According to the passage on loan impairment, what is generally considered when measuring impairment on a TDR that has re-defaulted?
--- SUPPLIED PASSAGE ---
Impairment is typically measured using the difference between the outstanding loan principal balance and either: 1) the likely realizable value of a note sale; 2) the fair value of the underlying collateral, net of likely disposal costs, if repayment is expected solely from liquidation of the collateral; or 3) the present value of estimated future cash flows using the loan's existing rate. If a TDR is substantially performing in accordance with its restructured terms, management will look to either the present value of the expected cash flows from the debt service or the potential net liquidation proceeds of the underlying collateral property in measuring impairment (whichever is deemed most appropriate under the circumstances). If a TDR has re-defaulted, generally the likely realizable net proceeds from either a note sale or the liquidation of the collateral is considered when measuring impairment. Measured impairment is either charged off immediately or, in limited instances, recognized as an allocated reserve within the allowance for loan losses.
Please refer to Note 9 for tabular information related to impaired loans.
Delinquent Serviced Loans Subject to a Recourse Obligation
As of March 31, 2013 and December 31, 2012, the Bank serviced a pool of multifamily loans sold to FNMA, and retained an obligation (off-balance sheet contingent liability) to absorb a portion of any losses (as defined in the seller/servicer agreement) incurred by FNMA in connection with the loans sold (the "First Loss Position").
--- PROVIDED DATA ---
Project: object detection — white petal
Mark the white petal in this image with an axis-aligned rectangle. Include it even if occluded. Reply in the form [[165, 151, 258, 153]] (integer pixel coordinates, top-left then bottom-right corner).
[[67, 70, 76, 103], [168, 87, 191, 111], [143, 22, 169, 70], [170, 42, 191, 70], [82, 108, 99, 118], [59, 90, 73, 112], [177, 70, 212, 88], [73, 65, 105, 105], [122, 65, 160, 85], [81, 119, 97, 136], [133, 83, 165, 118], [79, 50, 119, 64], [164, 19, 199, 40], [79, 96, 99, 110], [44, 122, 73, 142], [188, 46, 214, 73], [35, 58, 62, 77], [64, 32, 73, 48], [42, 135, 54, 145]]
---
◆ EXERCISE OUTPUT
The likely realizable net proceeds from either a note sale or the liquidation of the collateral.